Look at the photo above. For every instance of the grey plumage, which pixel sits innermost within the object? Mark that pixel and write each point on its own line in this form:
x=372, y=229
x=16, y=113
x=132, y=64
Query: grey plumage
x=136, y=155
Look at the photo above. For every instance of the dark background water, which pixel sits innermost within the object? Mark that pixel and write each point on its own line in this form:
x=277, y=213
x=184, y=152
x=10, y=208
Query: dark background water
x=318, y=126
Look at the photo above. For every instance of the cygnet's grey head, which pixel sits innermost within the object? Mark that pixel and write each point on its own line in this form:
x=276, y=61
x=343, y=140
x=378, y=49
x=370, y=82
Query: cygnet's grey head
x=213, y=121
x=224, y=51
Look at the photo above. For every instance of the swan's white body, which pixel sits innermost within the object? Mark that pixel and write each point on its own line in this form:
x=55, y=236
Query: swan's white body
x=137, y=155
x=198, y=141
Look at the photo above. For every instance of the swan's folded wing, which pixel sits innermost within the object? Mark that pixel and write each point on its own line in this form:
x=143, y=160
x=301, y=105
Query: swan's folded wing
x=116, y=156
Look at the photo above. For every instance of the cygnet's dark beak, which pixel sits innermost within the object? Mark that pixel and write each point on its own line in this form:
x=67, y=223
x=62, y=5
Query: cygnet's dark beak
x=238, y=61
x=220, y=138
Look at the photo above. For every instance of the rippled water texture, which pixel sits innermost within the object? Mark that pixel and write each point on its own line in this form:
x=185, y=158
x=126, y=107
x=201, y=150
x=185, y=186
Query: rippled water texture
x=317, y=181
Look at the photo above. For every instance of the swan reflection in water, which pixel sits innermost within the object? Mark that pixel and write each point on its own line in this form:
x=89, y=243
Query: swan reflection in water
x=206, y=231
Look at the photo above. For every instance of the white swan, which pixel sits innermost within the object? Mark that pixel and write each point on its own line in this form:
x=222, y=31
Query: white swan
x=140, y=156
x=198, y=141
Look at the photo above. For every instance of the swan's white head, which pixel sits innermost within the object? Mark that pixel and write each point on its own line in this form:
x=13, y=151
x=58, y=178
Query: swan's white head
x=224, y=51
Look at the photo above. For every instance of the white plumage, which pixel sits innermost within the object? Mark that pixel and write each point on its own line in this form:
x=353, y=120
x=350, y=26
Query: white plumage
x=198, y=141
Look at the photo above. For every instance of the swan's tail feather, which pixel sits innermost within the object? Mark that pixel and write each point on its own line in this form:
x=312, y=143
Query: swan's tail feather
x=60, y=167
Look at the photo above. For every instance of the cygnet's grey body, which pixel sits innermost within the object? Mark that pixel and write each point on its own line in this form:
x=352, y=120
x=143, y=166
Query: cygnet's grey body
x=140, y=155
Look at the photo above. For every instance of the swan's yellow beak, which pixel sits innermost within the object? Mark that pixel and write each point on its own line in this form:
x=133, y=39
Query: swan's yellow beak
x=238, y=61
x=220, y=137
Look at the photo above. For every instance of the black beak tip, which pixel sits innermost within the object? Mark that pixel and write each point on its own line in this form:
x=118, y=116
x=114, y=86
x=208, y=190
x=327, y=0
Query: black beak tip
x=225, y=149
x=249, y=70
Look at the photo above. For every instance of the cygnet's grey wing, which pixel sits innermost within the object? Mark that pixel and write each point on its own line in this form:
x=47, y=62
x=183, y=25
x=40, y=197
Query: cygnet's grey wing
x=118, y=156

####################

▸ **Task to complete**: Word for word, restate the listing above from its first line to the line with "x=185, y=186", keeping both.

▸ **Result for this task**:
Look at the photo above. For every instance of the grey plumage, which pixel sits innermost within the object? Mark that pixel and write each point on its own line in this form:
x=372, y=229
x=16, y=113
x=132, y=64
Query: grey plumage
x=136, y=155
Look at the photo above. For every instance of the dark background water, which pixel sits innermost within the object? Mark that pixel and write each point on its own line in this form:
x=277, y=213
x=184, y=152
x=10, y=208
Query: dark background water
x=318, y=126
Look at the photo above. For every instance of the cygnet's grey head, which pixel sits innermost within the object? Mark that pixel and write each point on its own line in this form:
x=276, y=61
x=343, y=140
x=378, y=49
x=370, y=82
Query: cygnet's grey head
x=213, y=121
x=224, y=51
Look at the photo above. For every instance of the swan's white body, which pixel sits innermost within the object? Mark that pixel and write each point on its own line in this form:
x=55, y=236
Query: swan's white body
x=137, y=155
x=198, y=141
Look at the photo above. For every instance of the swan's folded wing, which pixel sits innermost within the object? Mark that pixel and write each point on its own line in this form:
x=143, y=160
x=301, y=105
Query: swan's folded wing
x=116, y=156
Look at the photo above. For every instance of the cygnet's dark beak, which pixel sits innermost within the object? Mark that pixel and write each point on its own line in this form:
x=67, y=223
x=62, y=5
Query: cygnet's dark beak
x=238, y=61
x=220, y=138
Look at the photo above. For every instance of the rippled water texture, which pixel sits innermost within the object? Mark that pixel and write each point on its own line in this form:
x=185, y=158
x=126, y=107
x=201, y=150
x=185, y=186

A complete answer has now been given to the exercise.